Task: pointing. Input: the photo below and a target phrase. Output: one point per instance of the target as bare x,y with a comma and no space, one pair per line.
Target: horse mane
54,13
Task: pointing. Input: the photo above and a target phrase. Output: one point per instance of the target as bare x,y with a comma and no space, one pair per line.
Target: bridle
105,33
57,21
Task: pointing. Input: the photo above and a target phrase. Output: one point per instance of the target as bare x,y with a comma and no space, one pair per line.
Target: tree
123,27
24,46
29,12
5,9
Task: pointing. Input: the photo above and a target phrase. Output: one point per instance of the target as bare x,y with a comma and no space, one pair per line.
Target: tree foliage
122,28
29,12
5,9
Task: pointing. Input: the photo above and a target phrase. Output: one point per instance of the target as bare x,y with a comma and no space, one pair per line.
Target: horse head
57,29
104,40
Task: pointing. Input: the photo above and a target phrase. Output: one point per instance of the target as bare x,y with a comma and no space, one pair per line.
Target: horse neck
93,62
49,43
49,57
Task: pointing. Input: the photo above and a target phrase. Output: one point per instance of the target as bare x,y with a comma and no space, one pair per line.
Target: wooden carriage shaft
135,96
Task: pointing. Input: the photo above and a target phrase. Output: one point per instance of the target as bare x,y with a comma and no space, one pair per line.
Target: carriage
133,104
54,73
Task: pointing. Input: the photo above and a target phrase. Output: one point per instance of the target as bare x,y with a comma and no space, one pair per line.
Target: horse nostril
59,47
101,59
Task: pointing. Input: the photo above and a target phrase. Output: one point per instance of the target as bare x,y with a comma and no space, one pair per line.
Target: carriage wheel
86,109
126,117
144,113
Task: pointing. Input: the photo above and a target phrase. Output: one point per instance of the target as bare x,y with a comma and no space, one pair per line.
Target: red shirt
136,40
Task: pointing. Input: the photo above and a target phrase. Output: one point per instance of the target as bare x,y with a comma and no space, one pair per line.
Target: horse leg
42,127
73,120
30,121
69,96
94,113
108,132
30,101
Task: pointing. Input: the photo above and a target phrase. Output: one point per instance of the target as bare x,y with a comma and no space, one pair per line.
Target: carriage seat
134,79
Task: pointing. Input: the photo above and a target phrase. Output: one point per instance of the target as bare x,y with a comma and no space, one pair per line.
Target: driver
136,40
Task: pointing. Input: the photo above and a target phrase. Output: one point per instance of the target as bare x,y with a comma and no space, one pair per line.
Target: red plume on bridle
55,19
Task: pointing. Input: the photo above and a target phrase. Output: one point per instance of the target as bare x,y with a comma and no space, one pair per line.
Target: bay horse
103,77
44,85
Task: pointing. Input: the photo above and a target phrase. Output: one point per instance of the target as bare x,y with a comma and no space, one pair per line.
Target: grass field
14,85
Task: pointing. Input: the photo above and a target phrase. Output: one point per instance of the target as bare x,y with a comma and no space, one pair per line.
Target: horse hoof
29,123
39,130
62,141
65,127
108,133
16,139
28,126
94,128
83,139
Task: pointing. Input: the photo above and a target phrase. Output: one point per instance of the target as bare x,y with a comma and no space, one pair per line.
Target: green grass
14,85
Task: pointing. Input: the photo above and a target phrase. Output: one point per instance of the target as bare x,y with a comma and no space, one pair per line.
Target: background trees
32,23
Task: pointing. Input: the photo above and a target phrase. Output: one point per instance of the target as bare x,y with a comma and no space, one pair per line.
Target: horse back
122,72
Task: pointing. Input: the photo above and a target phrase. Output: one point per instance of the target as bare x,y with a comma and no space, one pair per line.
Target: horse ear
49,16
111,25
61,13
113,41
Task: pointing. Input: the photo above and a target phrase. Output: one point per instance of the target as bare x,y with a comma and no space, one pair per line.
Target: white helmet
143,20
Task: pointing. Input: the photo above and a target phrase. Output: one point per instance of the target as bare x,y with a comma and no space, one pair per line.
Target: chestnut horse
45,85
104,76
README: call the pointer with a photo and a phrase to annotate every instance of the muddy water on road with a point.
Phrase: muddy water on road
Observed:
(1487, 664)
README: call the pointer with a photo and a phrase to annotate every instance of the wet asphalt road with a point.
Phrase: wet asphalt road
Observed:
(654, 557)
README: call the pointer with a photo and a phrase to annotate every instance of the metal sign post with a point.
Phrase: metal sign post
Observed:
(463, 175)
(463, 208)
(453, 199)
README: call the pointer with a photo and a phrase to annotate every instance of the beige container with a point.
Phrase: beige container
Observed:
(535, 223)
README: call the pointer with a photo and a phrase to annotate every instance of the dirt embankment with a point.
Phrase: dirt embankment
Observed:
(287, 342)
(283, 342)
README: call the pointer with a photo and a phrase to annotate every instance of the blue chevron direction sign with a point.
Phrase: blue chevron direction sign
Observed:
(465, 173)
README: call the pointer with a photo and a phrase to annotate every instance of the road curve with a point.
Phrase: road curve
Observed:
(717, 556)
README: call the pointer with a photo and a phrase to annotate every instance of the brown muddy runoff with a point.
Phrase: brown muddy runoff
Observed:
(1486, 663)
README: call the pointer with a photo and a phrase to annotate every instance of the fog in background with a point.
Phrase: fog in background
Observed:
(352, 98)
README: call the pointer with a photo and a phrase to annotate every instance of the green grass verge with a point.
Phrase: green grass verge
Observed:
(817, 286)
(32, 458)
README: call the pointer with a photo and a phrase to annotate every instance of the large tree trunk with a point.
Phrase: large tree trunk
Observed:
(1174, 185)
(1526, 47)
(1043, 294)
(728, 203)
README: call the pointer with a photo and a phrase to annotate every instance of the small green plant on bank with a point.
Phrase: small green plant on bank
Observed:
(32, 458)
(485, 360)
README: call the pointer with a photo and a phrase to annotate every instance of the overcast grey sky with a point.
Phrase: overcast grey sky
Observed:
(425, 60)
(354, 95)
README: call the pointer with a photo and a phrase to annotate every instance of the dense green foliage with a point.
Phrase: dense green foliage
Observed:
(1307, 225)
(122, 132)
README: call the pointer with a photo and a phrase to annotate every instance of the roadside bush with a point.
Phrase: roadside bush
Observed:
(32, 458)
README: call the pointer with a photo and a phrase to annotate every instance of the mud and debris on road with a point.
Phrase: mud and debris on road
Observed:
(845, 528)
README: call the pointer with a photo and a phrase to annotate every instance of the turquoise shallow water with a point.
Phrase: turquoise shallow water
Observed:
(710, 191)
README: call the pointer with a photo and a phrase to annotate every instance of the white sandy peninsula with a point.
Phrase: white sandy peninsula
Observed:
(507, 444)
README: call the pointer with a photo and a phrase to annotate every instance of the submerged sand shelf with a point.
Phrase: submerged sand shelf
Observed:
________________________________________
Requirements | From the records above, extract every entry verbatim.

Exercise answer |
Task: pointing. Input: the photo below and a target phrase. Output: one point per instance of the target as bare x,y with a comma and no space, one pair per line.
Target: horse mane
54,13
Task: pointing. Input: the photo above and a target phrase. Output: one point per instance of the target as bare x,y with a comma and no space, one pair per line.
Target: bridle
105,33
57,21
Task: pointing. Input: the photo above and a target phrase. Output: one point per instance of the target as bare x,y with a comma and no space, one pair per line.
Target: tree
123,27
24,46
29,12
5,9
Task: pointing. Input: the photo above and a target phrase. Output: one point per instance of the target as bare x,y with a comma and no space, one pair per line.
Target: tree foliage
122,28
29,12
5,9
Task: pointing. Input: the photo above and a target phrase. Output: one point per instance of the target as bare x,y with a comma and no space, one pair per line.
Target: horse head
57,29
104,40
Task: pointing. Input: the photo above and a target phrase. Output: one point per instance of the target as bare x,y with a comma and no space, one pair per line.
Target: horse neck
93,62
49,43
49,57
Task: pointing. Input: the photo above and a target phrase. Output: one point per instance of the target as bare x,y with a comma and no space, one pair per line.
Target: wooden carriage shaft
135,96
Task: pointing. Input: the photo above and a target phrase. Output: one point per instance of the target as bare x,y with a comma and no space, one pair per line.
Target: carriage
133,104
54,73
Task: pointing. Input: the photo above and a target phrase. Output: one point per instance of the target as bare x,y with a comma and no space, one pair per line.
Target: horse nostril
59,47
101,59
Task: pointing. Input: the photo above and a target phrase. Output: one point per instance of the target as bare x,y with a comma and no space, one pair per line.
Target: carriage wheel
86,109
126,117
144,113
Task: pointing. Input: the photo above and a target phrase. Output: one point per instance of the target as bare x,y with a comma and no space, one pair per line.
Target: red shirt
136,40
Task: pointing. Input: the photo above and a target phrase. Output: one point per instance of the target as bare x,y with a comma and no space, one pair per line.
Target: horse leg
42,127
73,120
30,121
69,96
94,113
108,132
30,101
Task: pointing. Input: the photo above and a target phrase. Output: one point per instance of the target as bare x,y with a comma and no space, one pair per line.
Target: carriage seat
134,79
Task: pointing. Input: the photo above and a target phrase. Output: one point per instance of the target as bare x,y with a comma and no space, one pair per line.
Target: driver
136,40
Task: pointing. Input: the photo above and a target phrase. Output: one point per instance of the target as bare x,y with a comma and no space, one pair per line.
Target: red plume on bridle
55,19
Task: pointing. Input: the photo above and a target phrase. Output: one point per instance of the target as bare x,y with a comma and no space, one pair per line.
Target: bay horse
103,77
44,85
Task: pointing. Input: the photo above and a target phrase. Output: one point per instance of the target as bare x,y with a comma and no space, one pair per line.
Target: grass field
14,85
Task: pointing. Input: the photo above and a target phrase. Output: one point per instance of the target as bare x,y with a comma and no space, one pair per line.
Target: horse hoof
29,123
39,130
62,141
65,127
108,133
16,139
28,126
94,128
83,139
Task: pointing. Input: the photo above and a target phrase. Output: one point per instance of the target as bare x,y with a comma and no space, one pair per line.
Target: green grass
14,85
Task: pointing. Input: the photo above and a target phrase. Output: one point per instance of the target as bare x,y with a comma and no space, one pair per line.
Target: background trees
32,23
Task: pointing. Input: the photo above and a target phrase. Output: one point per instance of the target as bare x,y with a comma and no space, one pair per line.
Target: horse back
122,72
Task: pointing. Input: the photo above and a target phrase. Output: one point per instance of the target as bare x,y with a comma and no space, one pair per line.
Target: horse ear
49,16
111,25
61,13
113,41
Task: pointing. Input: the photo above and a target phrase. Output: one point per instance of the target as bare x,y with a comma and no space, one pair per line.
Target: white helmet
143,20
Task: pointing. Input: the photo above and a target phrase. Output: one point per instance of the target as bare x,y with a comma and no space, one pair per line.
Target: chestnut horse
45,85
104,76
README: call the pointer with a photo and a phrase to annotate every instance of the muddy water on road with a point.
Phrase: muddy water on road
Observed:
(1487, 664)
README: call the pointer with a photo and a phrase to annotate every instance of the wet asphalt road with a point.
Phrase: wet asphalt road
Observed:
(654, 557)
README: call the pointer with a photo and a phrase to annotate every instance of the metal sign post with a point.
Phrase: metal sign post
Observed:
(463, 175)
(463, 208)
(453, 199)
README: call the pointer with a photo and a phrase to annotate every instance of the beige container with a point.
Phrase: beige container
Observed:
(535, 223)
README: call the pointer with a photo and a phrase to annotate every instance of the dirt embankment with a point.
Phrase: dirt embankment
Observed:
(287, 342)
(283, 342)
README: call the pointer with a photo and a phrase to annotate every instance of the blue chevron direction sign with a point.
Phrase: blue chevron direction sign
Observed:
(465, 173)
README: call the pointer with a photo and a phrase to annotate every instance of the road curve with a point.
Phrase: road curve
Observed:
(717, 556)
README: call the pointer with a photo and a phrase to annotate every instance of the brown muddy runoff with a point.
Phrase: brown muddy runoff
Observed:
(1486, 663)
README: call the pointer with a photo and a phrase to annotate every instance of the fog in background with a point.
Phrase: fog in background
Observed:
(352, 98)
README: call the pointer with a photo and a phrase to annotate every instance of the green grass verge with a point.
Phrase: green grass verge
Observed:
(817, 286)
(32, 458)
README: call the pointer with a photo and a phrase to annotate every instance of the large tree trunk with a point.
Phrase: large tree trunk
Observed:
(1174, 185)
(1526, 47)
(1043, 294)
(728, 203)
README: call the pointer with a photo and a phrase to annotate every instance of the small green plant on bank with a point.
Phrase: small green plant on bank
Observed:
(32, 458)
(485, 360)
README: call the pointer with a photo and a phrase to annotate every instance of the overcast grey sky with a point.
Phrase: overcast grey sky
Observed:
(425, 60)
(354, 95)
README: call the pointer with a photo and a phrase to annotate every instance of the dense green foliage with a point.
Phrase: dense green foliage
Observed:
(1307, 225)
(122, 132)
README: call the pointer with a photo and a phrase to annotate every instance of the roadside bush with a point.
Phrase: roadside bush
Observed:
(32, 458)
README: call the pointer with a photo and a phrase to annotate every instance of the mud and debris on road with a point.
Phrase: mud and debris on road
Observed:
(845, 528)
README: call the pointer with a photo and a phrase to annotate every instance of the turquoise shallow water with a point.
Phrase: turquoise shallow water
Observed:
(710, 191)
README: call the pointer with a photo and a phrase to annotate every instance of the white sandy peninsula with a point.
Phrase: white sandy peninsula
Observed:
(507, 444)
README: call the pointer with a photo and a phrase to annotate every instance of the submerged sand shelf with a point.
Phrase: submerged sand shelf
Observed:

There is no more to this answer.